_Task set_.
a. From the Sankt Ansgar report below, reproduce word for word the part starting at "Denomination: Church of" and ending at "cross. Yes. Great!".
b. Using the Sankt Ansgar report below, say whether each statement agrees with it, answering yes or no and quoting the deciding words: (i) The church owns housing for students. (ii) The building was about half full during the visit. (iii) The oldest university in Scandinavia was founded in 1466.
c. According to the Sankt Ansgar report below, what is the student settlement around the church called?

_Provided passage_.
━━━
The church: Sankt Ansgar, Uppsala, Sweden.
Denomination: Church of Sweden.
The building: Late 50s / early 60s style. A quite small, low building, surrounded by higher houses. Well, that's outside. Inside, it is astonishing. White walls, dark stone floor. Gold and red are the colours. In the middle of it all, a cross. Yes. Great!
The church: Lots of students come to the church from all over Sweden, and from abroad. The church owns two block of flats with 120 student rooms, and many of the students there are members of the church community.
The neighbourhood: St Ansgar is situated in the middle of one of the largest student settlements in Uppsala it's even called "Studentstaden", the Student Town. Uppsala is the biggest university city in Sweden, with the oldest university in Scandinavia (founded 1466) and the Johannelund Theological Seminary.
The cast: Father Patrik Lind, priest.
What was the name of the service?
How full was the building?
It was nearly empty. We were roughly a dozen brave souls in there.
Did anyone welcome you personally?
Nope. Once I had found a free seat (not too difficult), a fellow student arrived. He at least said "Hi".
Was your pew comfortable?
Yes, it was a quite nice chair, nothing special. But, since this is the "highest" of churches in Uppsala, we were standing at least healf of the entire mass.
How would you describe the pre-service atmosphere?
It was quiet, very quiet. The only noise I heard was when I, the Mystery Worshipper himself, dropped my pen on the floor.
━━━
_Stored rows_.
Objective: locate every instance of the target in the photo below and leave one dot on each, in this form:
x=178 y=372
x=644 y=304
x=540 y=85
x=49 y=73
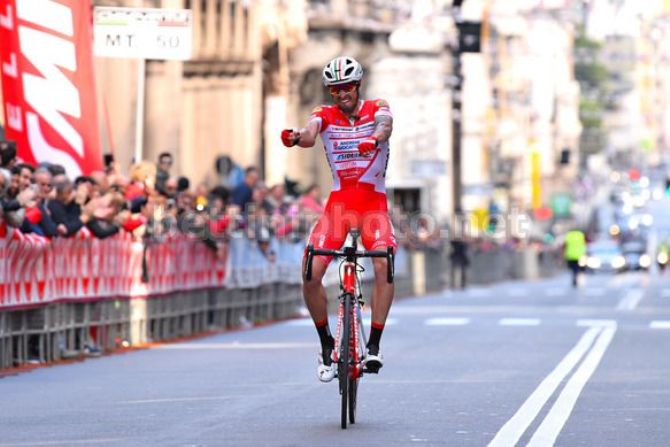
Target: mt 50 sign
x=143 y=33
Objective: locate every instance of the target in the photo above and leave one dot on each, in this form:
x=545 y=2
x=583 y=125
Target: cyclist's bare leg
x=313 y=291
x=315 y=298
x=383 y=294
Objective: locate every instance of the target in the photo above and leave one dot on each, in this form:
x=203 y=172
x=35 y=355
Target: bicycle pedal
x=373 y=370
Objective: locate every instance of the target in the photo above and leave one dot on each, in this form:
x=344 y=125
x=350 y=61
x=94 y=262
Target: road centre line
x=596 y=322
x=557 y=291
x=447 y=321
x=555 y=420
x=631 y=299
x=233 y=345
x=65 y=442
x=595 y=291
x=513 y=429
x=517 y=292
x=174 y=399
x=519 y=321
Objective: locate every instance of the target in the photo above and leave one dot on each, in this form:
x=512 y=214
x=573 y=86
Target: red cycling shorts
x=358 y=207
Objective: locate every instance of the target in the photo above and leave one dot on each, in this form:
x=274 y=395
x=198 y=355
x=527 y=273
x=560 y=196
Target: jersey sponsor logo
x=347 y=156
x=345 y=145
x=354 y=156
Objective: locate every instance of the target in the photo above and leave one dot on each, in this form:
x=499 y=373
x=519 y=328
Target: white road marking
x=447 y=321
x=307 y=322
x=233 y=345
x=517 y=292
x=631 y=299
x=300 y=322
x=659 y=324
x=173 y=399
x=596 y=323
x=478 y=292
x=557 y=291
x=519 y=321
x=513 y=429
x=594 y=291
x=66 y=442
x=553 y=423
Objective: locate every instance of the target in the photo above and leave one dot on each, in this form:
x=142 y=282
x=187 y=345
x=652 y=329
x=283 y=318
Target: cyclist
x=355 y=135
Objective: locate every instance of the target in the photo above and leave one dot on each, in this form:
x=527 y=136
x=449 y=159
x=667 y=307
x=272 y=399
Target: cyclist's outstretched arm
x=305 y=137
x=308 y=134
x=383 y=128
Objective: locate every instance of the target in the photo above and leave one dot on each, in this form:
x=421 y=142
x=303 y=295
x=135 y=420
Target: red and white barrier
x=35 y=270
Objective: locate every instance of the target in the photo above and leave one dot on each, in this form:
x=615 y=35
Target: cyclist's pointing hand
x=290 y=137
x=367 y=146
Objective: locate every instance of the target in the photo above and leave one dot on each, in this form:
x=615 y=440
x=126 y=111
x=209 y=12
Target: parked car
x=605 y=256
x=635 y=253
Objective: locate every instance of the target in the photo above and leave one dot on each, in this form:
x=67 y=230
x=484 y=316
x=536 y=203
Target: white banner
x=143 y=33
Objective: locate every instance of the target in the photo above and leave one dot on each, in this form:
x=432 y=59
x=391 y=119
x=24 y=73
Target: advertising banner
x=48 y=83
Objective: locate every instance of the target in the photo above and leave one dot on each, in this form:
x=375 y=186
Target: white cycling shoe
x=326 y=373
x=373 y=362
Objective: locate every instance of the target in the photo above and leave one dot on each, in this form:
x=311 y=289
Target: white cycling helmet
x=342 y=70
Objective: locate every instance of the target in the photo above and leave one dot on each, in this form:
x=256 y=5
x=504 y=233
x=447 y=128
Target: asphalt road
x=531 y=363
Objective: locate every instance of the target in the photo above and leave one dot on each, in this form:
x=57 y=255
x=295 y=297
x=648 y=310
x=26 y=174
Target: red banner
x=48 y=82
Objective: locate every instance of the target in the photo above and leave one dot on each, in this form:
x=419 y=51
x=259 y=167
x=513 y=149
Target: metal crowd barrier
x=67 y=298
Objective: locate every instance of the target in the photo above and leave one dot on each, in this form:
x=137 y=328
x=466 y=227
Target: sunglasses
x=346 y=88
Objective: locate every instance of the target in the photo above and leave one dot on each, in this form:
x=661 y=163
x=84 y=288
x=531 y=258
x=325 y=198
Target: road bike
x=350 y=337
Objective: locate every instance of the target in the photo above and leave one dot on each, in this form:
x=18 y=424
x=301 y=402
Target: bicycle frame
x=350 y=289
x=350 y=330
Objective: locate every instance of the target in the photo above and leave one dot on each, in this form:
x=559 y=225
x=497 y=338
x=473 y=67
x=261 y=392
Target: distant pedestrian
━━━
_Results_.
a.
Denomination: Church of Sweden.
The building: Late 50s / early 60s style. A quite small, low building, surrounded by higher houses. Well, that's outside. Inside, it is astonishing. White walls, dark stone floor. Gold and red are the colours. In the middle of it all, a cross. Yes. Great!

b.
(i) Yes: "The church owns two block of flats with 120 student rooms"
(ii) No: "It was nearly empty. We were roughly a dozen brave souls in there."
(iii) Yes: "the oldest university in Scandinavia (founded 1466)"

c. "Studentstaden", the Student Town.